=== Work instructions ===
Carry on the forum thread below about planning a large aquarium, starting right after its last sentence.

--- Begin Document passage ---

I'll probably try to go with 2x canisters really thoroughly soundproof the cabinet underneath. Oase 850 looks really nice and has a built in heater and a prefilter chamber that can be cleaned up quickly without any mess... 2x canisters should probably be decent for handling ~1000L if the tank is very well planted with plants doing lots of support of the ecosystem. Alternative is 2x Fluval FX6...


----------



## aeneas (17 Feb 2021)

to continue on this - with canister filters installed, I was thinking how to automate water top-up as well as do a ~50L water exchange per day. Here is a sketch that I'm playing with: one of the canisters will be linked to two separate solenoid-valve controlled hoses; first one will be timer-controlled and will open just enough to let 50L drain out once per day (e.g. during the night); the other solenoid is controlled by a water level detector in the aquarium - such as Hydor, which turns it on whenever water drops below the required level and then tops up with fresh pretreated water back to required level. This then takes care then of both the evaporation as well as when the other solenoid drains 50L per day.
Tell me what you think of the idea?


----------



## castle (17 Feb 2021)

Your patience with the text tool impresses me


----------



## sparkyweasel (17 Feb 2021)

aeneas said:


> My wife is voting against it - she says it looks too messy


That should make the choice easier. It's easier to deal with a different filter system than an angry wife.


----------



## aeneas (18 Feb 2021)

Here is a sketch I made of how the positioning of the aquarium could look like. I was playing with several dimension options but considering the pressure increase with each cm in height, I am now leaning towards 243x65x70cm (1105L or 293gal) or even 243x65x65cm (1026L or 271gal).
I have a glass sliding door on the lefthand side which limits my hoses/piping at the back only to the rear part of the aquarium. behind the wall is a toilet and so I have drilled through the wall plumbing with fresh pretreated (softened, filtered and de-chlorinated) and heated water as well as a drain pipe going into sewage.

--- End Document passage ---
--- Begin Supplied entries ---

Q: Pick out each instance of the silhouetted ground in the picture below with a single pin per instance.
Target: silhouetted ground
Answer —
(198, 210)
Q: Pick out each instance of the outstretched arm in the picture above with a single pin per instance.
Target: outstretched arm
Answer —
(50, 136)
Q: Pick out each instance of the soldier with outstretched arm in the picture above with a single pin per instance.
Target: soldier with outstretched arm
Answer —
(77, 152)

--- End Supplied entries ---
--- Begin Supplied entries ---

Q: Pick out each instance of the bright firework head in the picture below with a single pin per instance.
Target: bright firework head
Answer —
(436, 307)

--- End Supplied entries ---

=== Result of the exercise ===
----------



## Wookii (18 Feb 2021)

aeneas said:


> to continue on this - with canister filters installed, I was thinking how to automate water top-up as well as do a ~50L water exchange per day. Here is a sketch that I'm playing with: one of the canisters will be linked to two separate solenoid-valve controlled hoses; first one will be timer-controlled and will open just enough to let 50L drain out once per day (e.g. during the night); the other solenoid is controlled by a water level detector in the aquarium - such as Hydor, which turns it on whenever water drops below the required level and then tops up with fresh pretreated water back to required level. This then takes care then of both the evaporation as well as when the other solenoid drains 50L per day.
> Tell me what you think of the idea?
> View attachment 163129



I would have your water change loop sperate to your canister filter to be honest.

Having tested a few different ways of doing it I've pretty much settled on having an overflow outlet on the tank, and then a simple but slow pump from the fresh water container up into the tank. Waste water then simply flows out of the overflow to waste, as you add the new water in. It removes some points of failure like the solenoids and level controller, as if you physically restrict the fresh water inflow rate into the tank so that the overflow can never be overwhelmed, you'll never be able to overfill.

I have two tanks running this way with daily automated water changes, and it works a treat.


----------



## aeneas (18 Feb 2021)

Wookii said:


> I would have your water change loop sperate to your canister filter to be honest.
> 
> Having tested a few different ways of doing it I've pretty much settled on having an overflow outlet on the tank, and then a simple but slow pump from the fresh water container up into the tank. Waste water then simply flows out of the overflow to waste, as you add the new water in. It removes some points of failure like the solenoids and level controller, as if you physically restrict the fresh water inflow rate into the tank so that the overflow can never be overwhelmed, you'll never be able to overfill.
> 
> I have two tanks running this way with daily automated water changes, and it works a treat.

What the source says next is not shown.